--- Document section ---

So I asked, how come people aren’t taking to the streets to protest, and why is no one panicking? He had an interesting theory: when people face up to troubles such as too much credit card debt, it’s pretty easy to understand, they know what the problem is, they know what will happen if they can’t solve the problem and they can fixate on it, worry about it and lose sleep because they understand their predicament. But no one understands Brexit.

We have a Westminster government that doesn’t know what it’s doing, one minister says something one day and another contradicts them the next. Every professional body says that Brexit will hurt the economy but then British Nationalist politicians say that we can trade with the world, as if the EU stops that rather than facilitates it. They say we will do fine with World Trade Organisation (WTO) tariffs if the EU don’t let us have our cake and eat it too, and then food producers say they can’t trade with key markets with a sinking pound and WTO tariffs making their exports unaffordable. Even the trawler men who mistakingly like the idea of Brexit are contradicted by the onshore fish processors (who employ far more people) when they say 66 per cent of their output is exported the next day to the EU. Brexit isn’t a problem you can fixate on because no one will truly understand it till the final deal is done. Only then will all the professional bodies, think tanks and economic modellers start reporting what the final deal means. Until then Brexit will stay so utterly confusing that most people will be unable to find a rational way to react to it other than ignore it and hope it goes away – to keep on keeping on till someone tells you the game’s a bogey.

---

**Problem requirements:** Copy everything in the Brexit passage from "So I asked, how" down to "one understands Brexit.".

--- Extracted information ---

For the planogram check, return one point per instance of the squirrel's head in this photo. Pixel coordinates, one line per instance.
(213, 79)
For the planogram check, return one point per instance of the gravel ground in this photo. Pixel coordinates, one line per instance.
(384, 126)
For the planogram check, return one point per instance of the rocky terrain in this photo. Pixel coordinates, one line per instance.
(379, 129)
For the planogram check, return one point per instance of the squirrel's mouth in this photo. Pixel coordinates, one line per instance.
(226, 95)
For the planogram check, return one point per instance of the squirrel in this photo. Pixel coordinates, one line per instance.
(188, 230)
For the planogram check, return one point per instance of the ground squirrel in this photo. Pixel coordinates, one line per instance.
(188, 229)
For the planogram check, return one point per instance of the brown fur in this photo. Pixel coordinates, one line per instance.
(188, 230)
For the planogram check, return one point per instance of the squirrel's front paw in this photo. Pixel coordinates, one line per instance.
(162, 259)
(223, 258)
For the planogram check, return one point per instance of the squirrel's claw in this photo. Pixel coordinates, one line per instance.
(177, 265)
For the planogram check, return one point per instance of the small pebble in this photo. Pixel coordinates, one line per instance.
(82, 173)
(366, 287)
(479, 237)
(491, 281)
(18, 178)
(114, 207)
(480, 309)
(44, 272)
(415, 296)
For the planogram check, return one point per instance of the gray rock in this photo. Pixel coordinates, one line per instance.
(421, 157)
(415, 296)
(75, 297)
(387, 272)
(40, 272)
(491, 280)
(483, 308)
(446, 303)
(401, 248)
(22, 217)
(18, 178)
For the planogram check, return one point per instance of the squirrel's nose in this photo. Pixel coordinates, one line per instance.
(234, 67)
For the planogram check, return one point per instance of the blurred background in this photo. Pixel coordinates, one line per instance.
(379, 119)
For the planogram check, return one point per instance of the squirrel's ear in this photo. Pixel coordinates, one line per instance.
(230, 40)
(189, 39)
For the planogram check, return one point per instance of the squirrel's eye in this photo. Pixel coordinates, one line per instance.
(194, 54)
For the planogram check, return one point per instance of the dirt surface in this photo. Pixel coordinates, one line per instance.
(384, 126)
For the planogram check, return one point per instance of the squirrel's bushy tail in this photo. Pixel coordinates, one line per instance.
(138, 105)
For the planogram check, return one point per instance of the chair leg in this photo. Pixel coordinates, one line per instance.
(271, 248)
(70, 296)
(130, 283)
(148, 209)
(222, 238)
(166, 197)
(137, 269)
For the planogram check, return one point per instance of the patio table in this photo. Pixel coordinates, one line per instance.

---

**Written answer:**
So I asked, how come people aren’t taking to the streets to protest, and why is no one panicking? He had an interesting theory: when people face up to troubles such as too much credit card debt, it’s pretty easy to understand, they know what the problem is, they know what will happen if they can’t solve the problem and they can fixate on it, worry about it and lose sleep because they understand their predicament. But no one understands Brexit.